* _WHAT TO DO_
Copy out the rows from the line that contains "Place a point on the groove" through the line that contains "<point>130,196</point>", substituting "pet leash" for each "dog leash" and leaving everything else unchanged.

-----

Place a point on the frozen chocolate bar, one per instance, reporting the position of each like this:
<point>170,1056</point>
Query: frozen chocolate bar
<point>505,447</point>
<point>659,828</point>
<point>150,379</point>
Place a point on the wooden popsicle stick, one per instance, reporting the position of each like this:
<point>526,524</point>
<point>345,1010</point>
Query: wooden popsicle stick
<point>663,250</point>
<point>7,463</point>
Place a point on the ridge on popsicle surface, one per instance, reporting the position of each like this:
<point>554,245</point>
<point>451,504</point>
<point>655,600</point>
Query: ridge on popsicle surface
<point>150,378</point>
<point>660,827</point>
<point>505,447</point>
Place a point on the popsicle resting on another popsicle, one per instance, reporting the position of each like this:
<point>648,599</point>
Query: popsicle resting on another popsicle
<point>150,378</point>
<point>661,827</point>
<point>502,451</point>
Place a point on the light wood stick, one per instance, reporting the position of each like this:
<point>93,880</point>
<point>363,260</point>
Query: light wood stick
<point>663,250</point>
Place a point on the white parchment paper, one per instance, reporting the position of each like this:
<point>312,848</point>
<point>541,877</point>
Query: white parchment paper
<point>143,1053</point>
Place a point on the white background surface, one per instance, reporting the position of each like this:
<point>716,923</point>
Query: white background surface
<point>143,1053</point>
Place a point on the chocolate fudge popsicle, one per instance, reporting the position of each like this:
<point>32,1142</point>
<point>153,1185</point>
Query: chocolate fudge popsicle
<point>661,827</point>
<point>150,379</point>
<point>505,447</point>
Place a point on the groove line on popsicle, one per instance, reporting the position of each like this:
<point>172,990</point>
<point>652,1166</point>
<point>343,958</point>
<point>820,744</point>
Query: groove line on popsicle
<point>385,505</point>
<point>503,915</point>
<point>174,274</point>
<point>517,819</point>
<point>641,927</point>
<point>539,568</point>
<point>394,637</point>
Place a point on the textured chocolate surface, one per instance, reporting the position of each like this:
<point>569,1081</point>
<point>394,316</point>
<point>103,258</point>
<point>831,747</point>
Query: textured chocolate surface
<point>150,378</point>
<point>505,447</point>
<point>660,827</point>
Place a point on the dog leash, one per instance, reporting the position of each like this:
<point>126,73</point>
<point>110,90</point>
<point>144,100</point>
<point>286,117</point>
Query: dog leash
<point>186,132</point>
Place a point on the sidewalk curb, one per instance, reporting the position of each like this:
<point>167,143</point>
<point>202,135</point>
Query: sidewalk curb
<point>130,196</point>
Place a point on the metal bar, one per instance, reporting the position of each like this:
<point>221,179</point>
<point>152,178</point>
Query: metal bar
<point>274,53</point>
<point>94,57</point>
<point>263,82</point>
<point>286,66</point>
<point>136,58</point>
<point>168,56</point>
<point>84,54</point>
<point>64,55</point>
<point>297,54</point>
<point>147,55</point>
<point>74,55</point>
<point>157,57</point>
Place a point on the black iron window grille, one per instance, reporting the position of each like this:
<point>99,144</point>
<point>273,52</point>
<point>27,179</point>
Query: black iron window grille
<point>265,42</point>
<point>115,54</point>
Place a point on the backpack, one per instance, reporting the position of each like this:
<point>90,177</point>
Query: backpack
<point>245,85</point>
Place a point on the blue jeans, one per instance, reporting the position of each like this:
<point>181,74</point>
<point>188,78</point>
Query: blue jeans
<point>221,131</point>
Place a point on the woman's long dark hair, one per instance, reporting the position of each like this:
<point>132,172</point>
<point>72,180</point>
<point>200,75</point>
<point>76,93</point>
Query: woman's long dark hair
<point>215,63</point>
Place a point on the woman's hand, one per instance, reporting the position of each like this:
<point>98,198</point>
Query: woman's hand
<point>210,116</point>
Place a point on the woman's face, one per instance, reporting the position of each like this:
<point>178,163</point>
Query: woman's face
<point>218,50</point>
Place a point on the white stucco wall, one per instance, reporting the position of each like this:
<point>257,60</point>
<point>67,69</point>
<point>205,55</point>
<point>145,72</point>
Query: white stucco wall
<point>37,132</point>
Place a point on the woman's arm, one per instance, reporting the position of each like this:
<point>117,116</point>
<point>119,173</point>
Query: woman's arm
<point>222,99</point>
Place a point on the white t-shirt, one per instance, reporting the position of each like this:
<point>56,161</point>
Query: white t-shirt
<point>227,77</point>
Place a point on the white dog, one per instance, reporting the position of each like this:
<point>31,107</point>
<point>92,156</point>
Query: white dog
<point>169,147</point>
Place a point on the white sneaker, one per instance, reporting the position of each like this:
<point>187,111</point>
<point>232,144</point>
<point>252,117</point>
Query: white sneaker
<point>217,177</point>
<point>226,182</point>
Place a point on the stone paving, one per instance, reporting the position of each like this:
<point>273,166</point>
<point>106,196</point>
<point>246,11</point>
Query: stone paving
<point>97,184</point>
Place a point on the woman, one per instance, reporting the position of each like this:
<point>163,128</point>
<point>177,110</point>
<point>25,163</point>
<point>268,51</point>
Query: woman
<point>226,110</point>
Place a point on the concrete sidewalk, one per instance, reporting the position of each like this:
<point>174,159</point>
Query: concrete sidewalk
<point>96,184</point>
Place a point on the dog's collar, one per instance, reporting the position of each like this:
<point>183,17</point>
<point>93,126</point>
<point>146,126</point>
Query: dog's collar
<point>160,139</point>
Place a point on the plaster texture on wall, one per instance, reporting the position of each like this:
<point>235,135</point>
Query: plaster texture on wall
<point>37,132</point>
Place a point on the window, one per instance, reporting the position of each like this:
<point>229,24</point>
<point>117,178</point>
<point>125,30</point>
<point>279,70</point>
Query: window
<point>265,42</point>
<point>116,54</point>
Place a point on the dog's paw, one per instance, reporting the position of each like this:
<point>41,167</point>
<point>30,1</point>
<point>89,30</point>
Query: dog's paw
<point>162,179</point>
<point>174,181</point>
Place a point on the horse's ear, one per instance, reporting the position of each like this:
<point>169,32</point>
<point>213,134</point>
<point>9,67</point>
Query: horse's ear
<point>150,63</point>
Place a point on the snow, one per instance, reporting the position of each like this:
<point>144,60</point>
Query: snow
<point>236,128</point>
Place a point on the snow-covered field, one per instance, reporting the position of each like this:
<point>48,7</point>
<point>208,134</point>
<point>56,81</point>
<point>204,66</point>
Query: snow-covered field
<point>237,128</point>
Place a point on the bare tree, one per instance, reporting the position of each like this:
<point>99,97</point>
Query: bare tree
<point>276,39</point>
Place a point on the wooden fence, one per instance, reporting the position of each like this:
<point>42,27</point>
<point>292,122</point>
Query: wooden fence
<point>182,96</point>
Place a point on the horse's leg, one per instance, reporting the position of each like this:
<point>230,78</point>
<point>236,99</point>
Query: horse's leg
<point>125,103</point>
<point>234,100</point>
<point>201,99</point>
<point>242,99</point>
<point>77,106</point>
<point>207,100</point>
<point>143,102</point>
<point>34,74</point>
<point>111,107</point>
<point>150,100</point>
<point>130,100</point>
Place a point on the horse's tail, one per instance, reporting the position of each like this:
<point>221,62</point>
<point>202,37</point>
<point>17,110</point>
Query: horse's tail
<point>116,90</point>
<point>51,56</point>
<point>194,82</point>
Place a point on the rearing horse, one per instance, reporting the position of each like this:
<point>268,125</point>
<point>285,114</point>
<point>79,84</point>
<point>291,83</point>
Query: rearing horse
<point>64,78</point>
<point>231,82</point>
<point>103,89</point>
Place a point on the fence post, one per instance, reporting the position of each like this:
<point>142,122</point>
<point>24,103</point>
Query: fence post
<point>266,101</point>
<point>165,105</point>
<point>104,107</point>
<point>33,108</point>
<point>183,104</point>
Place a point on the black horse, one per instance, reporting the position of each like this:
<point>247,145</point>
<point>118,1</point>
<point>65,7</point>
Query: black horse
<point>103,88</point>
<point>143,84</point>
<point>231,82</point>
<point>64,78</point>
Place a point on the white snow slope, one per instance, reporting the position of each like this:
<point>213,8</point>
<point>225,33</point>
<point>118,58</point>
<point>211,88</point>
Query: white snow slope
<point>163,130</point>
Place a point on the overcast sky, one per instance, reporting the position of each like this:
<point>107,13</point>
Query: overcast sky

-----

* _THE ANSWER_
Place a point on the groove line on popsicle, one per instance, reporting the position of each like this:
<point>172,990</point>
<point>652,1166</point>
<point>343,958</point>
<point>820,744</point>
Query: groove line on popsicle
<point>385,505</point>
<point>503,915</point>
<point>174,274</point>
<point>517,819</point>
<point>641,927</point>
<point>539,568</point>
<point>394,637</point>
Place a point on the textured chocolate surface, one per instance, reporting the position of each like this:
<point>569,1081</point>
<point>394,316</point>
<point>103,258</point>
<point>831,747</point>
Query: textured chocolate surface
<point>150,378</point>
<point>505,447</point>
<point>660,827</point>
Place a point on the pet leash, one per instance, reporting the position of each like this:
<point>126,73</point>
<point>110,90</point>
<point>144,100</point>
<point>286,117</point>
Query: pet leash
<point>186,132</point>
Place a point on the sidewalk curb, one per instance, reporting the position of each like this:
<point>167,143</point>
<point>202,135</point>
Query: sidewalk curb
<point>130,196</point>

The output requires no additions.